- [PROBLEMS TO SOLVE]
**1.** In the piece on Arkansas state symbols, why are 25 of the state's official items highlighted?
**2.** Shorten the paragraph in the piece on Arkansas state symbols that begins "The apple blossom came out of the gate" into a short bulleted list that keeps its main facts.
**3.** List every flower or plant named in the piece on Arkansas state symbols as a choice for the official state flower.
----- EXCERPT PROVIDED
Doesn’t that sound like Arkansas to you? It should, because those are just a few of our great state’s “things.”
Ever since being tasked with putting together a report of “Arkansas State Things” back in Ms. William’s fourth grade class, I’ve been fascinated with what, and how, our state has chosen to define itself over the years. Each official state item represents a snapshot of a time when state lawmakers thought, “Hey, this thing needs to be recognized forever.”
Whether or not you’re fond of each category’s selection, or even each category, these things make great trivia questions for native Arkansans and transplants, alike. Want to stump your Zoom happy hour guests with a Natural State question? Have them guess the official state cooking vessel. Hint: It’s not a PK Grill.
Because Arkansas was the 25th state admitted into the Union (another free trivia question), let’s highlight 25 of our state’s state things in order of when they were chosen.
Flower: Apple Blossom (1901)
According to the Encyclopedia of Arkansas, the Arkansas Floral Emblem Society began canvassing the state’s women’s groups to gather a consensus choice for the state’s official flower in 1900. Plenty were considered, including the cotton boll, honeysuckle and holly.
The apple blossom came out of the gate with too large a lead to be caught, despite some opposition on Biblical ground, citing the apple’s supposed role in the story of Adam and Eve (although the Bible never actually referenced an apple). The apple’s role as a cash crop in Arkansas, with more than 400 varieties grown at the time, certainly helped its case, too.
----------
----- EXCERPTED RECORDS
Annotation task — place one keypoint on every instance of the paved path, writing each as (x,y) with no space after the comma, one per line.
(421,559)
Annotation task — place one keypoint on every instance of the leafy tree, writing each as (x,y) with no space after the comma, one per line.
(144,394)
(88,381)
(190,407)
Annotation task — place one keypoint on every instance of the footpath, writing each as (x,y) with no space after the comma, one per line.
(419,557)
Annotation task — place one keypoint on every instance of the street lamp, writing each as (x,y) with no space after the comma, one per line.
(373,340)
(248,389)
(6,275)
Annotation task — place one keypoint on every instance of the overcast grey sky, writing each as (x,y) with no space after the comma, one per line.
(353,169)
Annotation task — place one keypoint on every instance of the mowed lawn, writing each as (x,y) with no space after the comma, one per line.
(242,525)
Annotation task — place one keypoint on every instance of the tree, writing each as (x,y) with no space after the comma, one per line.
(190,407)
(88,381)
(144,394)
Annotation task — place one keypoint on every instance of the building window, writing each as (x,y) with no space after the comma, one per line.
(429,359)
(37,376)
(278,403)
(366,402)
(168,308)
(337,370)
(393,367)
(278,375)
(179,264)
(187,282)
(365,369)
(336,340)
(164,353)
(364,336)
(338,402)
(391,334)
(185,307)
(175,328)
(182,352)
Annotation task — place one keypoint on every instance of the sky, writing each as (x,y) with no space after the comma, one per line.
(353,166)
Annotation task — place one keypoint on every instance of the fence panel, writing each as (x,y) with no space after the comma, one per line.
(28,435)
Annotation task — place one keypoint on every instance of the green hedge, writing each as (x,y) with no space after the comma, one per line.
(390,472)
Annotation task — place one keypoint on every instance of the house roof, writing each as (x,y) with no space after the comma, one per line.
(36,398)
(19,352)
----------
- [CORRECT ANSWERS]
**1.** Arkansas was the 25th state admitted into the Union, so the piece highlights 25 of its state things to match.

**2.**
- The apple blossom led from the start by too large a margin to be caught.
- Some opposed it on Biblical grounds because of the apple's supposed role in the story of Adam and Eve, though the Bible never actually mentions an apple.
- The apple's role as an Arkansas cash crop helped its case, with more than 400 varieties grown at the time.

**3.**
- Apple blossom
- Cotton boll
- Honeysuckle
- Holly